(Extracted data entries)
★ ★ ★ ★

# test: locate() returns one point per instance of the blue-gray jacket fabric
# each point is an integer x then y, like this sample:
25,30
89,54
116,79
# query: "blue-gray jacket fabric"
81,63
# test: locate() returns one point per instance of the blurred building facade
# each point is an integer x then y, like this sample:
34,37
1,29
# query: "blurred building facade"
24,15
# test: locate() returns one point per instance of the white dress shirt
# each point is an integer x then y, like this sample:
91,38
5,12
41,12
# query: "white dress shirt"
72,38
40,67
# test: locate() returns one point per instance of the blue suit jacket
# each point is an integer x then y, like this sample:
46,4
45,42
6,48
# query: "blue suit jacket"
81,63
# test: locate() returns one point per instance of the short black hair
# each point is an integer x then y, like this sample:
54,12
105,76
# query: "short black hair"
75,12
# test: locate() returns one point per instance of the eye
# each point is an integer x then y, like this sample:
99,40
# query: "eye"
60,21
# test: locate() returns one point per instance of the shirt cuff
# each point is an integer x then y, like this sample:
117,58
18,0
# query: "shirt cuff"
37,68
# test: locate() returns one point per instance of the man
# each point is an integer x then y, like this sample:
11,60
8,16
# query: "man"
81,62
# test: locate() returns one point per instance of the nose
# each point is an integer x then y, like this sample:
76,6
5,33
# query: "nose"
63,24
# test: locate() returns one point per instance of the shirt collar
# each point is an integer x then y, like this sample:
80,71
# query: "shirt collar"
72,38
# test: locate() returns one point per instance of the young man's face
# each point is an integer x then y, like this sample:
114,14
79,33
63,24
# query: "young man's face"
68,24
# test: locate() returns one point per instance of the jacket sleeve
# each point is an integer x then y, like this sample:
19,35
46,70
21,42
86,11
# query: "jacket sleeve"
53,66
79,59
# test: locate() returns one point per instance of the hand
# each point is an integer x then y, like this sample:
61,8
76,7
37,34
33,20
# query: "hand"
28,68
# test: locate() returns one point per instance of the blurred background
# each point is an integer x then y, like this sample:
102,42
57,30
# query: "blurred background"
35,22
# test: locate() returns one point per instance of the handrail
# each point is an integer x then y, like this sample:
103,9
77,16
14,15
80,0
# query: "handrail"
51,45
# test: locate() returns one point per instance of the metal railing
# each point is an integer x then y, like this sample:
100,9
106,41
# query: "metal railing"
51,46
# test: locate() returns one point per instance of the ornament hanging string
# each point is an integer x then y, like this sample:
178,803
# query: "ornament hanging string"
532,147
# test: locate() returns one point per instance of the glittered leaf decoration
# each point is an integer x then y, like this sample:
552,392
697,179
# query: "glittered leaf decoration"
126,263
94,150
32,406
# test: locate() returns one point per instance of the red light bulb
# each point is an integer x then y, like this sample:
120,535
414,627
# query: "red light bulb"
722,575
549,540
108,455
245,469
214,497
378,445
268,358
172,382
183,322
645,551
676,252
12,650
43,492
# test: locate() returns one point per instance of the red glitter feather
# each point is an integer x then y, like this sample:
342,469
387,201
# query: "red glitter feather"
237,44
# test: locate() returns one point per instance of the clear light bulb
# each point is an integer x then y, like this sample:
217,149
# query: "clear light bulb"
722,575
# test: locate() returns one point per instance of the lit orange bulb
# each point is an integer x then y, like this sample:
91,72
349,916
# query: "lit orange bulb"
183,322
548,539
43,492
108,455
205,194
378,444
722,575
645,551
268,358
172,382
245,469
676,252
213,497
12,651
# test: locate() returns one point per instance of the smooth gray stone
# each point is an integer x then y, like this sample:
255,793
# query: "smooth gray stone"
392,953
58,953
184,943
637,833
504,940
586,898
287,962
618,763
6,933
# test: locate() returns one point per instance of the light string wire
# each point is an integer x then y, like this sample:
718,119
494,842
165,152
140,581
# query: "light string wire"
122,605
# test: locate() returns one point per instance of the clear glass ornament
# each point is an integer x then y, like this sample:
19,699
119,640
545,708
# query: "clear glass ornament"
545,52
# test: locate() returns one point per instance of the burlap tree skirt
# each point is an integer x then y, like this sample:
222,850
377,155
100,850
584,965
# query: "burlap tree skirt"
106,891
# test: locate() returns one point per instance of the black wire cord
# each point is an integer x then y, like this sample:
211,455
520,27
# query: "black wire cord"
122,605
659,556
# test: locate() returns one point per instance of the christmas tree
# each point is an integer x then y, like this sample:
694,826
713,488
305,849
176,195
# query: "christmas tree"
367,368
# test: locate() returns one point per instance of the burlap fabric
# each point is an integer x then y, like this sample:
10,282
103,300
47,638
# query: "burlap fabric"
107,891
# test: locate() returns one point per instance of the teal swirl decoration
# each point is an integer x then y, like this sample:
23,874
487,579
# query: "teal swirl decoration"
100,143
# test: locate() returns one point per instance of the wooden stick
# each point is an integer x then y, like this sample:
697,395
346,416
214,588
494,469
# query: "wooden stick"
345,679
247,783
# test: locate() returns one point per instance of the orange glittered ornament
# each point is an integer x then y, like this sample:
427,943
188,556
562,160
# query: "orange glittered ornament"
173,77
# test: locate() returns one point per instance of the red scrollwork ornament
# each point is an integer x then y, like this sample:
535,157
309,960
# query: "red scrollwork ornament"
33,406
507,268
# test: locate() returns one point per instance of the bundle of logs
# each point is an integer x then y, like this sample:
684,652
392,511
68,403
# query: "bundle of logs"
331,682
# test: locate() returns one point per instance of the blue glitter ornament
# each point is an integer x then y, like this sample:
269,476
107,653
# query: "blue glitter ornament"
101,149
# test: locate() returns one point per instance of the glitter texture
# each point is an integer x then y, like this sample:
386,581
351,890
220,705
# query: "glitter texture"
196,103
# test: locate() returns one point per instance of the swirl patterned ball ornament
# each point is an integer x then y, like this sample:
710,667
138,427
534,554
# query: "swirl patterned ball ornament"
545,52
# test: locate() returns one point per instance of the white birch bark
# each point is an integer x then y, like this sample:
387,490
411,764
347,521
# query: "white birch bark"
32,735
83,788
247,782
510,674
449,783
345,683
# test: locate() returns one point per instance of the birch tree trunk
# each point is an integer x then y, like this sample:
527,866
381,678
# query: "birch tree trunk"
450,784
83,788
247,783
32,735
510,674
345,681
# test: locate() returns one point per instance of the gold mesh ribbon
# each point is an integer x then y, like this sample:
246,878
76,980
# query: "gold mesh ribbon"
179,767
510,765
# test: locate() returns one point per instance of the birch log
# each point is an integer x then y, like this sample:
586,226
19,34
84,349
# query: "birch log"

★ ★ ★ ★

Everything from the line containing "# test: locate() returns one point per instance of the swirl" to the end of the records must be written out exactly; include both of those lines and no others.

# test: locate() returns one point per instance of the swirl patterned ball ornament
# each point is an integer x then y, like this sample:
710,667
138,427
534,554
# query: "swirl patterned ball ornament"
545,52
# test: locate() returns one point per instance of the white birch bark
# each point is an integer x then y, like this sample:
387,490
411,764
347,521
# query: "white birch bark"
32,735
83,788
247,782
510,674
449,783
345,683
# test: locate() returns one point per instance of the birch tree trunk
# each point is an integer x then y, like this sample:
527,866
381,678
# query: "birch tree trunk"
450,784
83,788
247,783
32,735
510,674
345,681
# test: locate() returns one point per instance of the gold mesh ribbon
# each point is an integer x then y, like this sample:
246,878
76,980
# query: "gold mesh ribbon"
179,767
510,765
# test: locate() returns one point per instance of the birch log
# each point is an integer x then y, like this sample:
586,226
19,34
84,349
# query: "birch log"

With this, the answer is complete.